— Set exercise —
Set down every entry word for word. Omit the pictures.

— Material provided —
★ ★ ★ ★ ★ ★ ★
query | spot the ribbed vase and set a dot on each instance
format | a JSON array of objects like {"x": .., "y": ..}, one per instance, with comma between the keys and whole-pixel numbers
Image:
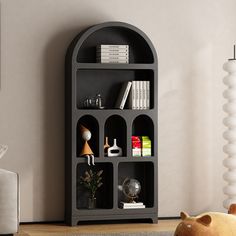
[{"x": 230, "y": 134}]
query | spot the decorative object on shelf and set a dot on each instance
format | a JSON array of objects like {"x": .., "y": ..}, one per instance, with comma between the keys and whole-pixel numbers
[
  {"x": 123, "y": 95},
  {"x": 106, "y": 146},
  {"x": 3, "y": 150},
  {"x": 132, "y": 205},
  {"x": 136, "y": 146},
  {"x": 112, "y": 53},
  {"x": 230, "y": 133},
  {"x": 139, "y": 98},
  {"x": 209, "y": 223},
  {"x": 146, "y": 146},
  {"x": 131, "y": 188},
  {"x": 92, "y": 181},
  {"x": 93, "y": 102},
  {"x": 86, "y": 150},
  {"x": 114, "y": 151}
]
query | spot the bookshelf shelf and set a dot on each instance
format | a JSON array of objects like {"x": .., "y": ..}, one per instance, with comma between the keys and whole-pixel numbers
[
  {"x": 86, "y": 78},
  {"x": 106, "y": 66}
]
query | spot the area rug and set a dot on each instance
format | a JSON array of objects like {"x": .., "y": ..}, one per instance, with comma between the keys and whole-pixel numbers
[{"x": 161, "y": 233}]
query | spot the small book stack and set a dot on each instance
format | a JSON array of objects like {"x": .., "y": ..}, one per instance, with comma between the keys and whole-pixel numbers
[
  {"x": 137, "y": 93},
  {"x": 112, "y": 53},
  {"x": 135, "y": 205},
  {"x": 139, "y": 98}
]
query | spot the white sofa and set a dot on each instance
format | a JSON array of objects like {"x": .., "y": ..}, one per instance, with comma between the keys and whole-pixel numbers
[{"x": 9, "y": 202}]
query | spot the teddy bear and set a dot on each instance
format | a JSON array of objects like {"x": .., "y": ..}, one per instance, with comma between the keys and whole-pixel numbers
[{"x": 208, "y": 224}]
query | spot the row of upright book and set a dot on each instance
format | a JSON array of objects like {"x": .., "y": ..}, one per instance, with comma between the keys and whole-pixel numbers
[
  {"x": 136, "y": 94},
  {"x": 135, "y": 205},
  {"x": 112, "y": 53}
]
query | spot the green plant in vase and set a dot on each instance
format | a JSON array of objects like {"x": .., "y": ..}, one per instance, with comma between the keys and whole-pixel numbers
[{"x": 92, "y": 181}]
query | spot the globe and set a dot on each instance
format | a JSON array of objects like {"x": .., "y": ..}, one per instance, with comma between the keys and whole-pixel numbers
[{"x": 131, "y": 188}]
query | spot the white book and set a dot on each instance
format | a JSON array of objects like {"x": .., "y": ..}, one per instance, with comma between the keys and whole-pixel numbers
[
  {"x": 120, "y": 102},
  {"x": 137, "y": 95},
  {"x": 144, "y": 95},
  {"x": 110, "y": 46},
  {"x": 148, "y": 95}
]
★ ★ ★ ★ ★ ★ ★
— The output —
query | spot the ribbed vase and set a dot on each instance
format | a JSON array of objects like {"x": .., "y": ..}, one per instance, with comma between the keys and whole-pixel numbers
Image:
[{"x": 230, "y": 134}]
query | spot the decorative object on shelf and set a dot on each instance
format | a JSON array of objects like {"x": .., "y": ..}, one per instance, with comma between the keys and whole-pixel numbers
[
  {"x": 123, "y": 95},
  {"x": 106, "y": 146},
  {"x": 3, "y": 150},
  {"x": 132, "y": 205},
  {"x": 136, "y": 146},
  {"x": 112, "y": 53},
  {"x": 230, "y": 133},
  {"x": 139, "y": 98},
  {"x": 209, "y": 223},
  {"x": 146, "y": 146},
  {"x": 131, "y": 188},
  {"x": 92, "y": 181},
  {"x": 93, "y": 102},
  {"x": 86, "y": 150},
  {"x": 114, "y": 151}
]
query | spot the bookshelf shelf and set a dot on each instance
format | a JSON array of objects like {"x": .., "y": ..}, one per instance, with comma between the keys and whole-pixel numbers
[
  {"x": 86, "y": 78},
  {"x": 106, "y": 66}
]
query | spot the area rug and set a dot on each instance
format | a JSON array of objects like {"x": .., "y": ..}, one per instance, with comma between the keys and whole-pixel numbers
[{"x": 161, "y": 233}]
query | spot the small book stack and set a dot on each instance
format | a JSON array of objects like {"x": .., "y": ..}, one per instance, with comma between the keys and whole-pixel numbers
[
  {"x": 137, "y": 93},
  {"x": 112, "y": 53},
  {"x": 135, "y": 205},
  {"x": 139, "y": 98}
]
query | spot the white sofa and set a dot on each instance
format | a JSON array of objects like {"x": .., "y": ..}, one per instance, with comma between the keys and whole-pixel numbers
[{"x": 9, "y": 202}]
query | spot the teddy bear and set a dot on each instance
format | a JSON array of objects like {"x": .., "y": ..}, one per instance, with comma between the keys and whole-pixel numbers
[{"x": 208, "y": 224}]
query | spot the row of upright book and set a dot on each instance
format | a JSON array of objects like {"x": .., "y": ..}, one per instance, with comma between the keys and whole-pixel numbers
[
  {"x": 136, "y": 94},
  {"x": 135, "y": 205},
  {"x": 112, "y": 53}
]
query | spot the green plant in vase and set a dot on each instance
format | a JSON array of objects like {"x": .., "y": ..}, one per instance, with comma between the keys and whole-pixel numbers
[{"x": 92, "y": 181}]
query | spot the globe and set a dot on each instance
format | a JSON array of objects like {"x": .., "y": ..}, one per instance, with comma between the keys and whole-pixel numbers
[{"x": 131, "y": 188}]
query | spot the white book and set a dot on each instance
format | a JSON array of objects like {"x": .., "y": ..}, one per instance, with comma between the keys and whole-pixel numbers
[
  {"x": 120, "y": 102},
  {"x": 137, "y": 95},
  {"x": 144, "y": 95},
  {"x": 110, "y": 46},
  {"x": 148, "y": 95}
]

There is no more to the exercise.